All of the data needs to be repeated exactly.
--- BEGIN Provided records ---
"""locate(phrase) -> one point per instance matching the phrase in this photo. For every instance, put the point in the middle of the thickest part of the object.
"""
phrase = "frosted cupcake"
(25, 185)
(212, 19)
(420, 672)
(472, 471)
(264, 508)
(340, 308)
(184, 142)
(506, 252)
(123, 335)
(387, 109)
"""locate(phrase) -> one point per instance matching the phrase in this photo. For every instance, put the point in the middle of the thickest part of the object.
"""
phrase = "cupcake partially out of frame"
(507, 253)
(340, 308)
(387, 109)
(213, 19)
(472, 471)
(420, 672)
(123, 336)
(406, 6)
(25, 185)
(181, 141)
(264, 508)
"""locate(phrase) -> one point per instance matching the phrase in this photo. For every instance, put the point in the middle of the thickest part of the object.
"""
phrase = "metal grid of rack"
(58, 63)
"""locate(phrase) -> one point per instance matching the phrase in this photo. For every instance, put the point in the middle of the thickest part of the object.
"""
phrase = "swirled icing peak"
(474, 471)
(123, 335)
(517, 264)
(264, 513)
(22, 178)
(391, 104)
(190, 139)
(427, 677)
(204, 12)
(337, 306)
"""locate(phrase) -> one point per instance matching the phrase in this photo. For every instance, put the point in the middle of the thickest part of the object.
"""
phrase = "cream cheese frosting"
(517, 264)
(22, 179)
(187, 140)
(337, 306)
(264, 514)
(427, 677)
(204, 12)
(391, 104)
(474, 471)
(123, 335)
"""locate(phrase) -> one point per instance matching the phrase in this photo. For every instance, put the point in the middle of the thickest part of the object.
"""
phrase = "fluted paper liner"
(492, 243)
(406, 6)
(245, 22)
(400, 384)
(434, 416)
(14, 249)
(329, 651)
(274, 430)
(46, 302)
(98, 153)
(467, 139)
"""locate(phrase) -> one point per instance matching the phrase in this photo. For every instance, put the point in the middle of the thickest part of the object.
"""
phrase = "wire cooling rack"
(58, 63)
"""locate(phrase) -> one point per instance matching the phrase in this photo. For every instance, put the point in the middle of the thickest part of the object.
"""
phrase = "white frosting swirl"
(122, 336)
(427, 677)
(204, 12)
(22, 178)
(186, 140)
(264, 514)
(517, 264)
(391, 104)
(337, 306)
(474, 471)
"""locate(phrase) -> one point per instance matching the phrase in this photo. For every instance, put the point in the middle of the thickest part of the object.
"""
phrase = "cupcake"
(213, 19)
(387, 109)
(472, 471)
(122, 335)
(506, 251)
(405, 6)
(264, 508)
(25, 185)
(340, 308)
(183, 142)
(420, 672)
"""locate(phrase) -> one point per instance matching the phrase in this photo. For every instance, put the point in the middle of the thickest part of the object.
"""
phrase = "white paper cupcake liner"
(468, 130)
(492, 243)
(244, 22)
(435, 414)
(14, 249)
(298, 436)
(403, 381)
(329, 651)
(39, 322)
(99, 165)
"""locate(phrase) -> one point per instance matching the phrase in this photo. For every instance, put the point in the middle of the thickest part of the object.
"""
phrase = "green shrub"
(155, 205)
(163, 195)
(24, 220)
--- END Provided records ---
Task answer —
"""locate(phrase) -> one point per instance matching the phrase in this photo. For every instance, put the point in the middle of the thickest part of the object.
"""
phrase = "frosted cupcake"
(25, 185)
(212, 19)
(420, 672)
(472, 471)
(264, 508)
(340, 308)
(184, 142)
(506, 252)
(123, 335)
(387, 109)
"""locate(phrase) -> one point per instance matching the phrase in this photo. For every instance, put the point in the middle of the thickest part of the object.
"""
phrase = "cupcake partially out of frame"
(507, 253)
(340, 308)
(387, 109)
(213, 19)
(472, 471)
(420, 672)
(123, 336)
(406, 6)
(25, 185)
(181, 141)
(264, 508)
"""locate(phrase) -> one point per instance matching the phrase in this photo. For every instance, put the point in the middle of the thickest part of the object.
"""
phrase = "metal grid of rack"
(58, 63)
"""locate(phrase) -> one point per instance matching the phrase in this photo. For every instance, put the point in the middle of the thickest part of the object.
"""
phrase = "swirled icing peak"
(474, 471)
(123, 335)
(517, 264)
(264, 513)
(22, 178)
(391, 104)
(190, 139)
(427, 677)
(204, 12)
(337, 306)
"""locate(phrase) -> one point per instance matching the phrase in this photo. For every instance, put the point in the middle of the thickest part of the object.
"""
phrase = "cream cheese frosting"
(517, 264)
(22, 179)
(187, 140)
(337, 306)
(264, 514)
(427, 677)
(204, 12)
(391, 104)
(474, 471)
(123, 335)
"""locate(phrase) -> one point per instance matching the phrase in this photo. For every instance, put the point in the middle of the thickest part of the object.
"""
phrase = "fluted paper liner"
(492, 243)
(406, 6)
(245, 22)
(400, 384)
(434, 416)
(14, 249)
(329, 651)
(274, 430)
(46, 302)
(98, 153)
(467, 139)
"""locate(phrase) -> one point per instance matching the phrase in this photo. For every instance, put the point in the middle of the thickest part of the object.
"""
phrase = "wire cooling rack"
(58, 63)
"""locate(phrase) -> one point per instance matching the phrase in this photo. For every instance, put the point in the middle of the thickest part of the object.
"""
phrase = "white frosting swirl"
(122, 336)
(427, 677)
(204, 12)
(22, 178)
(186, 140)
(264, 514)
(517, 264)
(391, 104)
(337, 306)
(474, 471)
"""locate(phrase) -> one point per instance matching the phrase in this photo. For every instance, put the point in the middle of the thickest part of the object.
"""
phrase = "cupcake"
(213, 19)
(387, 109)
(472, 471)
(122, 335)
(506, 251)
(405, 6)
(264, 508)
(25, 185)
(340, 308)
(183, 142)
(420, 672)
"""locate(phrase) -> one point per instance matching the phrase in this photo. For every instance, put the point in the middle of the thickest part of the object.
"""
phrase = "white paper cupcake liner"
(468, 130)
(492, 243)
(244, 22)
(435, 414)
(14, 249)
(298, 436)
(403, 381)
(329, 651)
(39, 322)
(99, 165)
"""locate(phrase) -> one point per instance matching the phrase in this photo. For every instance, put the point in the middle of the thickest part of the object.
"""
phrase = "green shrub"
(155, 205)
(163, 195)
(24, 220)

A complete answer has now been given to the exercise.